[Items from a dataset]
_ _ _ _
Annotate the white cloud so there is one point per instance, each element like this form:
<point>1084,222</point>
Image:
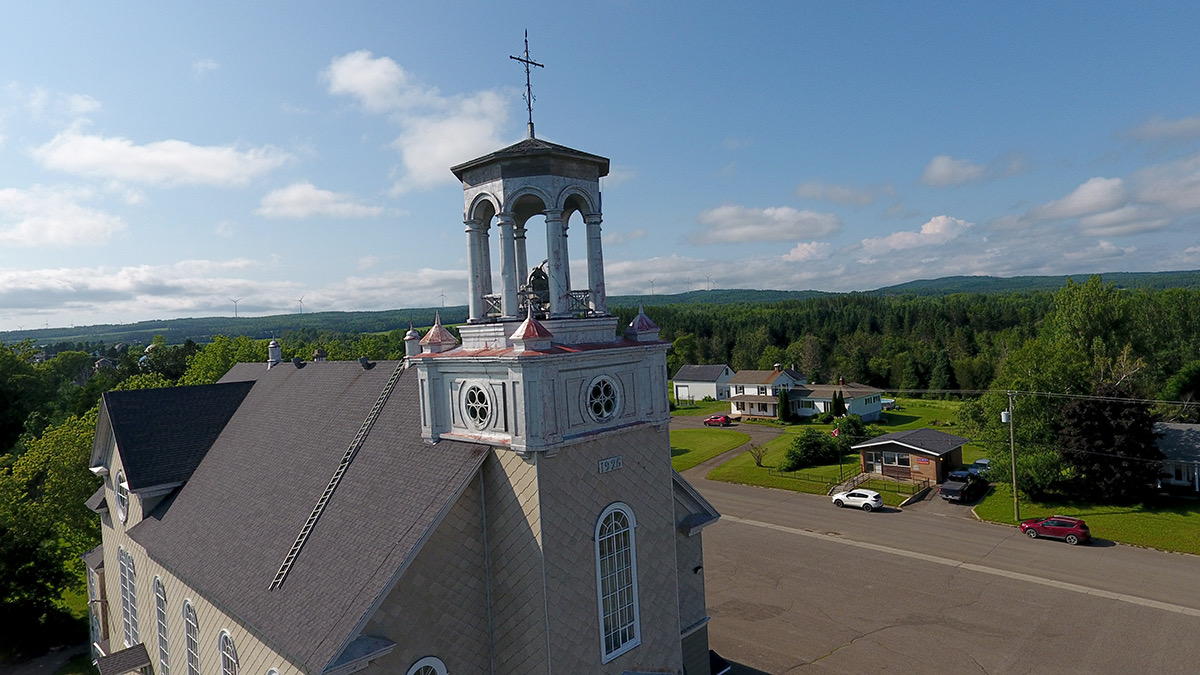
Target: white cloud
<point>305,199</point>
<point>1092,197</point>
<point>731,223</point>
<point>808,251</point>
<point>163,162</point>
<point>937,231</point>
<point>49,216</point>
<point>436,131</point>
<point>203,66</point>
<point>846,195</point>
<point>945,171</point>
<point>623,237</point>
<point>1127,220</point>
<point>379,85</point>
<point>1164,130</point>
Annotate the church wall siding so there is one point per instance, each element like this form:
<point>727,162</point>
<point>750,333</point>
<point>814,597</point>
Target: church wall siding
<point>573,496</point>
<point>514,542</point>
<point>690,555</point>
<point>439,607</point>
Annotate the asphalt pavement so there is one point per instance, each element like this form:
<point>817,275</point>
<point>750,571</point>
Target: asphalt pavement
<point>796,585</point>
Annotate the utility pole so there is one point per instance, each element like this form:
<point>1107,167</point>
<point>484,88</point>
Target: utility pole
<point>1012,449</point>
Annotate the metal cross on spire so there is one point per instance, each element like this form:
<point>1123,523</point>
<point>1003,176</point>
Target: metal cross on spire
<point>528,63</point>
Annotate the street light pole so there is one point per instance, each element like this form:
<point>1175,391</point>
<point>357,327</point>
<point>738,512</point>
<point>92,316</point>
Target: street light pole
<point>1012,449</point>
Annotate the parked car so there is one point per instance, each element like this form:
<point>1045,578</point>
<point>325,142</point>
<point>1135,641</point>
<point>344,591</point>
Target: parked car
<point>865,500</point>
<point>981,467</point>
<point>718,420</point>
<point>963,487</point>
<point>1071,530</point>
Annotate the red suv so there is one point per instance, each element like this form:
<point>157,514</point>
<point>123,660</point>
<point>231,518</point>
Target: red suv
<point>1071,530</point>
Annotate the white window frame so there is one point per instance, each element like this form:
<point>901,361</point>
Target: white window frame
<point>123,496</point>
<point>129,597</point>
<point>192,638</point>
<point>427,665</point>
<point>612,566</point>
<point>228,653</point>
<point>160,610</point>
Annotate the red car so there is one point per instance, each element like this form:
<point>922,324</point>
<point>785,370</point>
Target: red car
<point>718,420</point>
<point>1071,530</point>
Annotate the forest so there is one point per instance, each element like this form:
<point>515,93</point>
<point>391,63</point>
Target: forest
<point>1075,357</point>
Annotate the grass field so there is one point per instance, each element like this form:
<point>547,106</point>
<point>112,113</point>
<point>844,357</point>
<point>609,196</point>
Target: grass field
<point>1170,529</point>
<point>690,447</point>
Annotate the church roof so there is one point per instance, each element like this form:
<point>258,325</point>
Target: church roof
<point>532,148</point>
<point>163,434</point>
<point>228,530</point>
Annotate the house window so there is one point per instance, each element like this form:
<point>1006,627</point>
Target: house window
<point>129,597</point>
<point>228,655</point>
<point>617,581</point>
<point>123,496</point>
<point>160,610</point>
<point>191,639</point>
<point>427,665</point>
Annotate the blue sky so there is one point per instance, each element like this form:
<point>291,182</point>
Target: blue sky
<point>159,160</point>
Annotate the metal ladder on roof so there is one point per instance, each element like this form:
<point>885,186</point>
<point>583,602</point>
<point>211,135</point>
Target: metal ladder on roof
<point>347,458</point>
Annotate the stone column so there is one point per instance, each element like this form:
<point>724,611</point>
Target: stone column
<point>559,263</point>
<point>598,300</point>
<point>522,260</point>
<point>509,306</point>
<point>479,270</point>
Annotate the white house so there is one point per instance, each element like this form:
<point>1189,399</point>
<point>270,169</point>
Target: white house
<point>694,382</point>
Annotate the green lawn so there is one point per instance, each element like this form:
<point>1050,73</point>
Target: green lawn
<point>916,413</point>
<point>690,447</point>
<point>1170,529</point>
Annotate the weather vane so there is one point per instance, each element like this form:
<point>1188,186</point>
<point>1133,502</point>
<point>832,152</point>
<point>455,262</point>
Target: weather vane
<point>528,63</point>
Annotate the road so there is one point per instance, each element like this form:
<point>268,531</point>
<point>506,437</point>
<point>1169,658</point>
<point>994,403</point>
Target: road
<point>796,585</point>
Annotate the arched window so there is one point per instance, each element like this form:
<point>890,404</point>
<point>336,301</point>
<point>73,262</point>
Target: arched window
<point>123,496</point>
<point>191,639</point>
<point>228,655</point>
<point>617,581</point>
<point>129,596</point>
<point>427,665</point>
<point>160,611</point>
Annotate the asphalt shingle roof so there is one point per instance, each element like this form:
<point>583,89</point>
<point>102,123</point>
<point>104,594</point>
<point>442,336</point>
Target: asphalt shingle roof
<point>927,440</point>
<point>227,531</point>
<point>700,372</point>
<point>162,434</point>
<point>1179,442</point>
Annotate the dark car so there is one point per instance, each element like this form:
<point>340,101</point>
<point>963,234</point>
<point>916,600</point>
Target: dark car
<point>1071,530</point>
<point>963,487</point>
<point>718,420</point>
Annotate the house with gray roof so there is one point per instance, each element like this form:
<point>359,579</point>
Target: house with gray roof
<point>1181,444</point>
<point>916,454</point>
<point>695,382</point>
<point>498,501</point>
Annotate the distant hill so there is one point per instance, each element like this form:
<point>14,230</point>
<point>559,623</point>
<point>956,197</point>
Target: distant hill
<point>949,285</point>
<point>204,328</point>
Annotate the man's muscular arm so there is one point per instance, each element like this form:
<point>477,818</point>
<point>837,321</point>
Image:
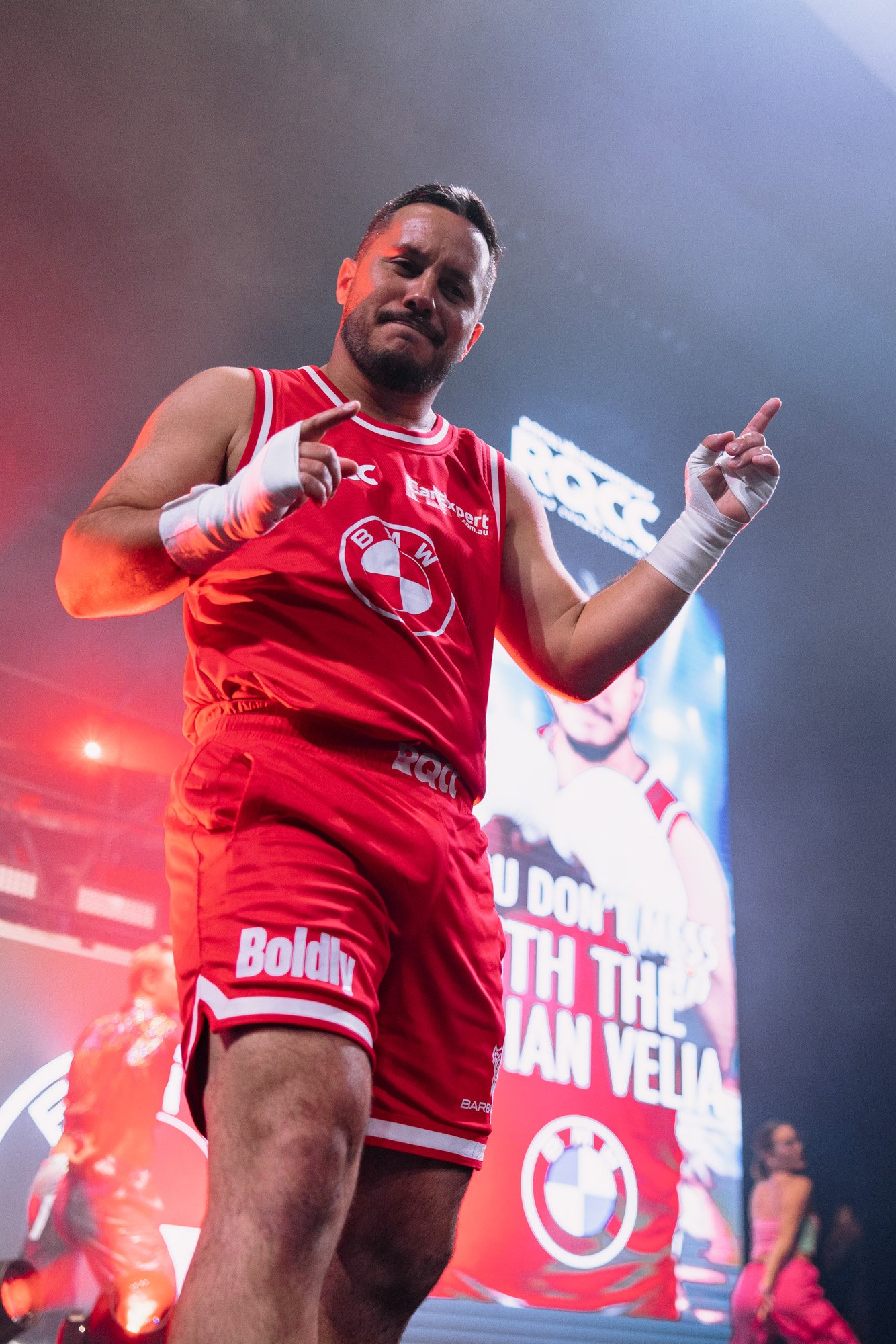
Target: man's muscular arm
<point>114,561</point>
<point>576,646</point>
<point>569,643</point>
<point>181,503</point>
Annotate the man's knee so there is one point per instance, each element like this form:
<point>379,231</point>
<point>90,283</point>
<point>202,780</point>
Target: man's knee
<point>400,1236</point>
<point>287,1112</point>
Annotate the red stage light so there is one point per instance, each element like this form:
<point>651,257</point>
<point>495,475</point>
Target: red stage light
<point>15,1296</point>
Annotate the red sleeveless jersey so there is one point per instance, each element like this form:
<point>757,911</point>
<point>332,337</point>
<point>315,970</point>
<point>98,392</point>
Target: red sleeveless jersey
<point>375,612</point>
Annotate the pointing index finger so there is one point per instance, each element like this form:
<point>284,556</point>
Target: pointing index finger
<point>318,425</point>
<point>764,417</point>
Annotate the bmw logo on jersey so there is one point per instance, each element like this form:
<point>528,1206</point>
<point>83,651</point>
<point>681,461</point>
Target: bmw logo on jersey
<point>396,571</point>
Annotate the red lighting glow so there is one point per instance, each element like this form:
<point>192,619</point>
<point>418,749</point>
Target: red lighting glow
<point>15,1295</point>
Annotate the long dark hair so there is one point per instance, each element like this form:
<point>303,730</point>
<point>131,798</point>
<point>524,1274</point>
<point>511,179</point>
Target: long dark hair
<point>764,1144</point>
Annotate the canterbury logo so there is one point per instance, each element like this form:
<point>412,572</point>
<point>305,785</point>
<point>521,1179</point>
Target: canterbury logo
<point>365,474</point>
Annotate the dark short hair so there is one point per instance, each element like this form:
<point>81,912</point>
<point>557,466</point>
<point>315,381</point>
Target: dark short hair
<point>460,201</point>
<point>764,1146</point>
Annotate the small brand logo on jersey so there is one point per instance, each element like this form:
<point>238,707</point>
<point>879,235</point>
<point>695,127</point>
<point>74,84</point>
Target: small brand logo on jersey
<point>428,769</point>
<point>498,1056</point>
<point>436,498</point>
<point>298,958</point>
<point>366,475</point>
<point>396,572</point>
<point>580,1191</point>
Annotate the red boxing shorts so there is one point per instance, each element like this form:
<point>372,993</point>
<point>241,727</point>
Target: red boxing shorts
<point>324,882</point>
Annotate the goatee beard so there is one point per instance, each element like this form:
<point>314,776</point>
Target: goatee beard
<point>393,370</point>
<point>593,753</point>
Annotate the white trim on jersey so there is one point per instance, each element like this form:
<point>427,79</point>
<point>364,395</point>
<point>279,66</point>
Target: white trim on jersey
<point>432,1139</point>
<point>496,489</point>
<point>272,1006</point>
<point>428,440</point>
<point>269,411</point>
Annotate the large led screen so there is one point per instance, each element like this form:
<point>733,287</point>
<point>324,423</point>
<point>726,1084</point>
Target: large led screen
<point>612,1182</point>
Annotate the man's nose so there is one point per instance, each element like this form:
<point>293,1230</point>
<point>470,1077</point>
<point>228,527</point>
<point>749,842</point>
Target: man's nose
<point>421,294</point>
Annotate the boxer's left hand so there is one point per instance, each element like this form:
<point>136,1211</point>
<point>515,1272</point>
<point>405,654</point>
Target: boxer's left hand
<point>746,459</point>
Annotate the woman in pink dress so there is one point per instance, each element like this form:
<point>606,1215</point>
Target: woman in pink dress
<point>778,1295</point>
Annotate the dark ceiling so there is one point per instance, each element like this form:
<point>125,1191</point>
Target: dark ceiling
<point>699,208</point>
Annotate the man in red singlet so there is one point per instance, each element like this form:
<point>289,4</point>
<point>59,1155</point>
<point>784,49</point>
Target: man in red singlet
<point>338,947</point>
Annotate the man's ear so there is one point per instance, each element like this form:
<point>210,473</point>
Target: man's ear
<point>475,335</point>
<point>347,274</point>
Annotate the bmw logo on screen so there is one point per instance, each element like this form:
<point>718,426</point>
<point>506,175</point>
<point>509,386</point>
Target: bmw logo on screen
<point>580,1191</point>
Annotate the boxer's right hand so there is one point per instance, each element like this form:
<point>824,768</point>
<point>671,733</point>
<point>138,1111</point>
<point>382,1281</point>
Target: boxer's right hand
<point>296,464</point>
<point>320,468</point>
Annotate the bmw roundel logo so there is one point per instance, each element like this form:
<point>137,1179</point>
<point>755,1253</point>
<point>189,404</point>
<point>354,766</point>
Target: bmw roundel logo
<point>580,1191</point>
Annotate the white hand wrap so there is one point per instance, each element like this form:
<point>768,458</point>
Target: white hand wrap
<point>213,521</point>
<point>695,542</point>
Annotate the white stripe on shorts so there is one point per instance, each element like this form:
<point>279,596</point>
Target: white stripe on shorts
<point>432,1139</point>
<point>272,1006</point>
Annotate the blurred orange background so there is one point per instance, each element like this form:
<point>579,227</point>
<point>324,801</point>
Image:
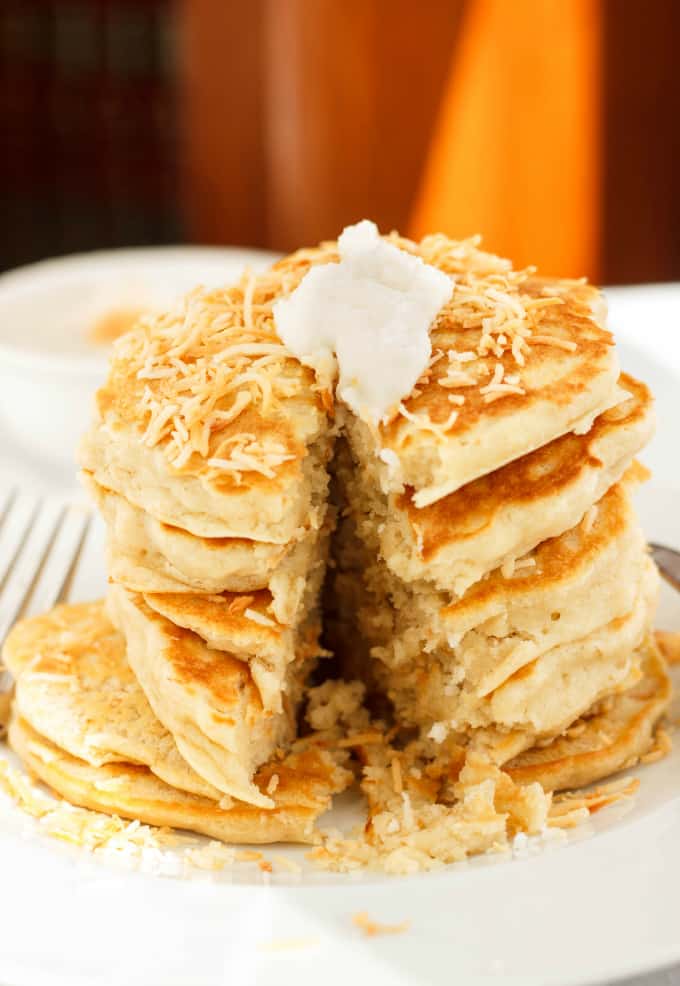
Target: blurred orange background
<point>550,126</point>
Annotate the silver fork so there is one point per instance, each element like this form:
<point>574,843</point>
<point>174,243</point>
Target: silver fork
<point>668,562</point>
<point>40,539</point>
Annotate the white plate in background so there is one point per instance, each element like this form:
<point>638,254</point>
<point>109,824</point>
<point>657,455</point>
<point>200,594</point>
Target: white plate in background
<point>601,907</point>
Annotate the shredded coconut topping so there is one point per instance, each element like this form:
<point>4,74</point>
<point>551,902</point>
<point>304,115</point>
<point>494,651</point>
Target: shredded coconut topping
<point>206,365</point>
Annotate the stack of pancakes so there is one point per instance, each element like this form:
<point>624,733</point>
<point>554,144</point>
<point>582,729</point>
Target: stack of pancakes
<point>488,582</point>
<point>493,565</point>
<point>208,459</point>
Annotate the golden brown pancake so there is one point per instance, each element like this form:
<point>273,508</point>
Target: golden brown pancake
<point>205,698</point>
<point>611,738</point>
<point>305,783</point>
<point>501,516</point>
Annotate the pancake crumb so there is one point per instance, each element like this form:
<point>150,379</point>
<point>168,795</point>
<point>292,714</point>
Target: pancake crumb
<point>373,928</point>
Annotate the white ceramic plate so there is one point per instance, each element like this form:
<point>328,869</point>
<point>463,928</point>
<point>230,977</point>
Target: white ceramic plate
<point>600,907</point>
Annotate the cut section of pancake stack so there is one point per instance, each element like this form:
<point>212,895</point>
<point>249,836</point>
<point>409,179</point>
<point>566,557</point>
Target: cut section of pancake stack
<point>493,564</point>
<point>208,460</point>
<point>488,583</point>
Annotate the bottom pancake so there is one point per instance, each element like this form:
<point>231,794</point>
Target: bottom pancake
<point>306,781</point>
<point>612,738</point>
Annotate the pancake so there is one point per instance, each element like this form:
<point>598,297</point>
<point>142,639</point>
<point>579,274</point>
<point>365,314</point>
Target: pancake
<point>516,362</point>
<point>243,625</point>
<point>561,375</point>
<point>205,698</point>
<point>75,687</point>
<point>305,783</point>
<point>608,739</point>
<point>146,555</point>
<point>500,517</point>
<point>542,698</point>
<point>208,424</point>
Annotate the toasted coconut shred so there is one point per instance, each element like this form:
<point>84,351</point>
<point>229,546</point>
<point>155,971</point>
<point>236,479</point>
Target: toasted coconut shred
<point>205,363</point>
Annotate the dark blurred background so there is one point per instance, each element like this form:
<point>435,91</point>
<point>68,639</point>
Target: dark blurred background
<point>549,125</point>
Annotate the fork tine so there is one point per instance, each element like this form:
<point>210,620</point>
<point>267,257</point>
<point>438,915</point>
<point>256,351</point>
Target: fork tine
<point>19,510</point>
<point>63,552</point>
<point>23,573</point>
<point>668,561</point>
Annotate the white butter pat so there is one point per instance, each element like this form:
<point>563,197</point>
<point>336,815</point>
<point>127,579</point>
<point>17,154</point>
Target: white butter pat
<point>365,319</point>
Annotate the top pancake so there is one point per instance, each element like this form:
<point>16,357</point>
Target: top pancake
<point>207,422</point>
<point>500,517</point>
<point>516,362</point>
_ _ _ _
From the line with "Annotate the cut" to the last line of the material, give every line again exactly, and only those lines.

Annotate the cut section of pancake stack so there is one point per instance, each element like this form:
<point>212,895</point>
<point>249,836</point>
<point>409,179</point>
<point>566,557</point>
Target: cut section of pancake stack
<point>493,564</point>
<point>208,460</point>
<point>488,583</point>
Annotate the bottom pancake so there is one point per instance, each element like this form:
<point>231,794</point>
Target: bottom pancake
<point>306,781</point>
<point>612,738</point>
Annotate the pancake so there is one point per instance, each element like this form:
<point>598,297</point>
<point>142,639</point>
<point>579,274</point>
<point>365,314</point>
Target: pancake
<point>516,362</point>
<point>243,625</point>
<point>561,375</point>
<point>205,698</point>
<point>75,687</point>
<point>305,783</point>
<point>608,739</point>
<point>146,555</point>
<point>500,517</point>
<point>542,698</point>
<point>208,424</point>
Annotate the toasted coconut shred so there is one point per instance, each element like this form:
<point>84,351</point>
<point>229,546</point>
<point>155,971</point>
<point>236,479</point>
Target: toasted coconut shred
<point>205,363</point>
Annotate the dark blurred background so there is one point per instance, each element like this form:
<point>435,91</point>
<point>68,639</point>
Target: dark blurred background
<point>549,125</point>
Annotate the fork tine so there is one point per instance, each element like this form:
<point>210,620</point>
<point>267,257</point>
<point>438,915</point>
<point>256,351</point>
Target: fork tine
<point>19,510</point>
<point>63,552</point>
<point>23,573</point>
<point>668,561</point>
Annotate the white butter pat so there is one point per instance, each element like this form:
<point>563,197</point>
<point>336,815</point>
<point>127,579</point>
<point>17,154</point>
Target: white butter pat
<point>365,319</point>
Annotate the top pancake so there is one point per instance, each element like this form:
<point>16,357</point>
Target: top pancake
<point>207,422</point>
<point>500,517</point>
<point>516,362</point>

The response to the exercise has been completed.